## WORK INSTRUCTION
Copy exactly the lines of the data below that run from the line holding "<point>294,197</point>" through the line holding "<point>225,159</point>", both ends included.

======== RECORDS FOR THE TASK ========

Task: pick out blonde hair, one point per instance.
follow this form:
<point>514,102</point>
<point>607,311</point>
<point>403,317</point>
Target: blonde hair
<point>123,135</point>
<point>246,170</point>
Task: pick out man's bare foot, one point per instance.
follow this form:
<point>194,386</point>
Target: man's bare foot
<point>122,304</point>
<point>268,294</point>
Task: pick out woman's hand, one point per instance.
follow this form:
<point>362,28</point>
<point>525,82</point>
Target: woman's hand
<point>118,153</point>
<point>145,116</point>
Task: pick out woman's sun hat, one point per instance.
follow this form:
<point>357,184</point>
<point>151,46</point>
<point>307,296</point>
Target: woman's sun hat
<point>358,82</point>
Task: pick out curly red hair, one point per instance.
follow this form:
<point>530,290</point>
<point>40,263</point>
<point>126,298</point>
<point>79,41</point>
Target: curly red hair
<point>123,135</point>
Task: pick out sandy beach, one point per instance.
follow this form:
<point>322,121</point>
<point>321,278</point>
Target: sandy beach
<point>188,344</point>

========
======== RECORDS FOR THE TASK ========

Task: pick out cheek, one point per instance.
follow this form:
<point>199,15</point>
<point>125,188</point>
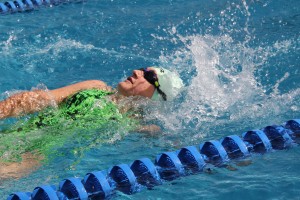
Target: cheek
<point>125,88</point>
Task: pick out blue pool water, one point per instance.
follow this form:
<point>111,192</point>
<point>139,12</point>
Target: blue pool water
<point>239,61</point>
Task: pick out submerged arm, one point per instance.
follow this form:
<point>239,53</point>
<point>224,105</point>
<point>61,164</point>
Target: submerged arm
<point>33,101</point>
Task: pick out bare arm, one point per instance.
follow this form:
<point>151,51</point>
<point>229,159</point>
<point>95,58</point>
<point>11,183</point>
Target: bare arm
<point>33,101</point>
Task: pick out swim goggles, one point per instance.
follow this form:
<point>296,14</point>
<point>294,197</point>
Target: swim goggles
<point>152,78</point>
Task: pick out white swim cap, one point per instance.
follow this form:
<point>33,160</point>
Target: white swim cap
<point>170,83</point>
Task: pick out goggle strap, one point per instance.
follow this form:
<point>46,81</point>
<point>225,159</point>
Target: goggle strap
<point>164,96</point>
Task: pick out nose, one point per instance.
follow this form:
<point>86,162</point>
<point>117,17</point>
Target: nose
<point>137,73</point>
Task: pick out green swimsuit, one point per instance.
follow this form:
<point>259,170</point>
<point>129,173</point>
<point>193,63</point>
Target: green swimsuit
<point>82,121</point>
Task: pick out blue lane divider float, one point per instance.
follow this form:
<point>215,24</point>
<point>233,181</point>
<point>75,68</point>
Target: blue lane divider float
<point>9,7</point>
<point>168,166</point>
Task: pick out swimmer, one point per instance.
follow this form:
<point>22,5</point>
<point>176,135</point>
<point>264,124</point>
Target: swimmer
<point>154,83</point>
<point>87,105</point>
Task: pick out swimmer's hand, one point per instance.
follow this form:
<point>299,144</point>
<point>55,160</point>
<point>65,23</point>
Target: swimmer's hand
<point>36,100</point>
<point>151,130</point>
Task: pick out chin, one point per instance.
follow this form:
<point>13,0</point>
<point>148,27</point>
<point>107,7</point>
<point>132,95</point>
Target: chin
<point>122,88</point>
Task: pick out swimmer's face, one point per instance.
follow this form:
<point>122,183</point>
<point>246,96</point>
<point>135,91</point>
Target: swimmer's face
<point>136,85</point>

========

## PROBLEM SOLUTION
<point>294,197</point>
Target: swim goggles
<point>152,78</point>
Task: pick out white swim cap, one point per instance.
follow this form:
<point>33,160</point>
Target: white swim cap
<point>170,83</point>
Task: pick out goggle strap, one point per instance.
follow this form:
<point>46,81</point>
<point>225,159</point>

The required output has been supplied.